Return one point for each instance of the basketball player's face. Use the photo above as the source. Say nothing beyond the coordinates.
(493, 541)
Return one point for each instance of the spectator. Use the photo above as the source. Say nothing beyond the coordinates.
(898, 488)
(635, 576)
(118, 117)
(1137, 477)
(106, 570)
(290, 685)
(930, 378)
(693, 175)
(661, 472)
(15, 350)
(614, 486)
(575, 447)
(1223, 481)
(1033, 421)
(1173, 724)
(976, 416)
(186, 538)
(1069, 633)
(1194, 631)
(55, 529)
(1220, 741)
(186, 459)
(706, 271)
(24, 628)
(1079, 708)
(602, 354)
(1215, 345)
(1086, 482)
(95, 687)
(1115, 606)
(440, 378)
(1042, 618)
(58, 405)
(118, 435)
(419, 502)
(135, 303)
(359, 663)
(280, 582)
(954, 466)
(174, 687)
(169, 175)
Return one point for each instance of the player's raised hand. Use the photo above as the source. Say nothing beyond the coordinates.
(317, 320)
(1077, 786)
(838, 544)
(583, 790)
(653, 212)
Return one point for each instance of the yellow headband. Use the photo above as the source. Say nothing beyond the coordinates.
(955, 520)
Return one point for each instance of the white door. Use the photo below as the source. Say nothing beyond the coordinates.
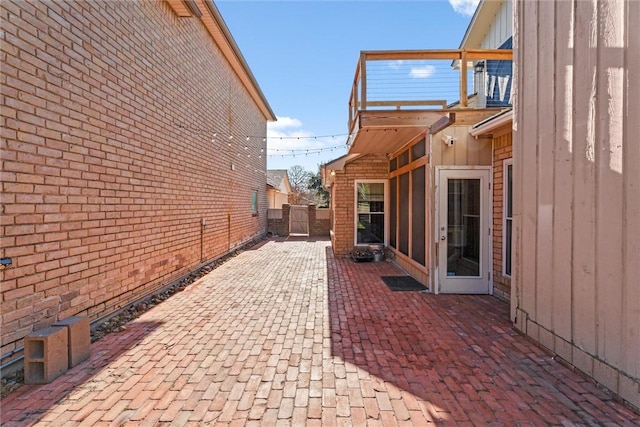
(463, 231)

####################

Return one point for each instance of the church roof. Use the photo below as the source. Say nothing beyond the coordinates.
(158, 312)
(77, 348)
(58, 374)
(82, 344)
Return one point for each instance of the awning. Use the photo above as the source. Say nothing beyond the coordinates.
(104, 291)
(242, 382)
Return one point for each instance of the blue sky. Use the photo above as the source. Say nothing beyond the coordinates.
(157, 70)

####################

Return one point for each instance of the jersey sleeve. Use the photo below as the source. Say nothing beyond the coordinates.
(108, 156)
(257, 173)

####################

● **Problem description**
Pick out each line of the listing above that contains the string "player", treating uppercase and lowercase as different, and copy those lines in full.

● **Task result**
Return one point for each instance of the basketball player's face. Use the photo above as the source. Say nothing beyond the coordinates.
Return one point for each instance of the player's raised hand. Use the photo above as the source. Say nothing beyond the coordinates.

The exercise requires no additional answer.